Apple Vision Pro : le casque était un masque.

Si l’amour c’est “regarder ensemble dans la même direction” (Antoine de Saint-Exupéry), alors la technologie c’est de plus en plus regarder seul dans toutes les directions.

Après quelques années d’exploitation sans concurrence réelle de l’Oculus par Méta, après la hype autour du lancement du “Métavers”, après que toutes les Big Tech sont en quête perpétuelle du Next Big Thing dans le domaine de l’équipement comme seul Apple fut longtemps en mesure produire et d’en annoncer, c’est le Apple de Tim Cook qui vient donc de lancer le casque Apple Vision Pro, je cite “le premier ordinateur spatial”.

On avait “l’informatique ubiquitaire“, on avait “l’ordinateur quantique“, voici donc … “l’ordinateur spatial” !! Rien à voir avec la conquête de l’espace (même si dans un storytelling un peu bourrin on décline les usages du Apple Vision Pro avec des références permanentes à la série Fondation produite par … Apple TV), il s’agit ici de l’espace physique, de la spatialité de notre présence au monde qu’Apple nous promet de révolutionner.

Mais rien n’y fait car à bien y regarder (dans le casque), c’est l’impression d’un nouvel enfermement. Celui du casque de réalité virtuelle. L’appareillage de ce que certains voient comme un monde nouveau, qu’ils nomment Métavers, là où d’autres soulignent la vanité de ce désespérément plat Net B.

Le casque Apple Vision Pro m’intéresse non pas pour les fantasmes qu’il alimente ou pour les développements techniques qu’il met en oeuvre mais par la triangulation du regard qu’il installe de manière inédite et qui, par bien des points, permet de situer l’analyse et la prospective de ces équipements et des “réalités” qu’ils cristallisent. S’il s’agit du “premier ordinateur spatial“, c’est bien parce qu’il n’est pas de situation dans l’espace sans triangulation. Je m’explique.

L’interface thaumaturge.

Extraits d'un jeu de données d'annotation de lieux
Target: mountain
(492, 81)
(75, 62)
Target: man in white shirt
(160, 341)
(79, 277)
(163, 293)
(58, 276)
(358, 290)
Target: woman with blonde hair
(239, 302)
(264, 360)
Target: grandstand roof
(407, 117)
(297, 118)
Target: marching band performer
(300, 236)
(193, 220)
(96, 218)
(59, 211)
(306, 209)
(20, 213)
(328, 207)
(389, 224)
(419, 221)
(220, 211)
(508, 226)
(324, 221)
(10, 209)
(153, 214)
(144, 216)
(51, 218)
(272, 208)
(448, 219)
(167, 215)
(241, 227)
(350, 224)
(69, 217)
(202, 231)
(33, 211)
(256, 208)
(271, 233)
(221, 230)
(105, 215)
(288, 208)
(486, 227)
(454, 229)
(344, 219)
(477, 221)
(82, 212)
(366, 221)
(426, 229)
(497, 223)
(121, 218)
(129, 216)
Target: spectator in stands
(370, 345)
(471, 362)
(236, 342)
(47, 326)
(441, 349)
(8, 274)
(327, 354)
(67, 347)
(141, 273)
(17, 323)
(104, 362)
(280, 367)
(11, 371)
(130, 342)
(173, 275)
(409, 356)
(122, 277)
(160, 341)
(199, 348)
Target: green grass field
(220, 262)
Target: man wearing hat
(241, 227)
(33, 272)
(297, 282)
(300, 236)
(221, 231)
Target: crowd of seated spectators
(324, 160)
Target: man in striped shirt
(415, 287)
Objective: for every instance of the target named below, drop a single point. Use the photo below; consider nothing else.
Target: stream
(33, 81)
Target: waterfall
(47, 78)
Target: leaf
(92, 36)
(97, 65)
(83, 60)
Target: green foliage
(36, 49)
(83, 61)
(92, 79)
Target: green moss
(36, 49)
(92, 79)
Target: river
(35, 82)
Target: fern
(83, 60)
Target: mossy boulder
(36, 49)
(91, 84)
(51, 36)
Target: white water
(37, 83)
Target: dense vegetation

## [CONSIGNES DE L'EXERCICE]
1) Répondez aux questions suivantes à partir du texte sur l'Apple Vision Pro.
(a) D'après la citation d'Antoine de Saint-Exupéry, en quoi consiste l'amour ?
(b) Par quelle formule Apple présente-t-il le casque Apple Vision Pro ?
(c) À quelle série font référence les présentations des usages du casque, et qui la produit ?
2) Poursuivez le texte sur l'Apple Vision Pro au-delà de son dernier titre.

## [CORRIGÉ DE L'EXERCICE]
1)
(a) L'amour consiste à « regarder ensemble dans la même direction ».
(b) Apple le présente comme « le premier ordinateur spatial ».
(c) Elles font référence à la série Fondation, produite par Apple TV.

2)
Mais avant d’en venir à l’espace, quelques mots sur … le choix des mots. “Ordinateur spatial“. Le positionnement linguistique du produit est malin car il est à la fois déroutant et réconfortant. Déroutant car c’est un casque présenté et nommé comme un “ordinateur” (spatial). Et réconfortant car Apple demeure un fabriquant de hardware plus que de services. Le voir présenter un nouvel “ordinateur” est donc une manière de réaffirmer le positionnement de la firme en rassurant une clientèle peu nécessairement encline à se ruer sur des appareillages uniquement dédiés à l’image que l’on a de la réalité virtuelle.

L’autre enjeu de ce “nommage” c’est de s’éloigner de deux autres dénominations déjà trop connotées à la fois du côté de la concurrence mais aussi d’un relatif insuccès. Si c’est un ordinateur, alors cela ne peut pas être une “lunette” (Google Glasses et Facebook Ray-Ban Stories) ou un “casque”. Il faut d’ailleurs à tout prix gommer le terme “casque” de l’argumentaire marketing de ces produits, car le casque est associé au danger puisqu’il nous protège de quelque chose.

Ordinateur donc, et même ordinateur spatial, et même OS spatial (système d’exploitation) puisque ledit ordinateur pourra être piloté par les gestes autant que par le regard. Ce qui nous est vendu c’est l’interface thaumaturge qui peuple les récits de science-fiction depuis une éternité mais qui paraît enfin s’incarner : nous sommes au centre d’un aveuglement appareillé et nous contrôlons un monde tant par la voix que par les gestes ou par le regard. Le regard donc, j’y viens.

Trianguler le regard.

Le casque Apple Vision Pro est un casque. Le premier regard s’adresse donc à ce qui s’affiche dans le casque. Voir dans le casque. Un regard qui ne voit rien d’extérieur et qui est une pulsion scopique à disposition du hardware et de ses stratégies attentionnelles.

Le casque Apple Vision Pro est un masque. Il affiche nos yeux pour celles et ceux qui nous regardent. C’est le second regard. Voir celui qui voit dans le casque. Mais ce second regard est un leurre car il s’agit en fait d’un écran externe qui “affiche” la reconstitution de notre regard. La stimulation (dans le regard de celles et ceux qui voient le casque qui les regarde) n’est donc qu’une nouvelle simulation.

Le casque Apple Vision Pro est un voile. Sa transparence peut être réglée pour laisser entrevoir l’extériorité du monde ou lui redevenir totalement opaque. Mais sans que jamais celles et ceux qui sont dans l’extériorité du monde ne puissent juger de l’opacité ou de la transparence que nous leur accordons. Le troisième regard est un battement hésitant entre l’attirance d’une simulation et celle d’un dernier ancrage dans le réel.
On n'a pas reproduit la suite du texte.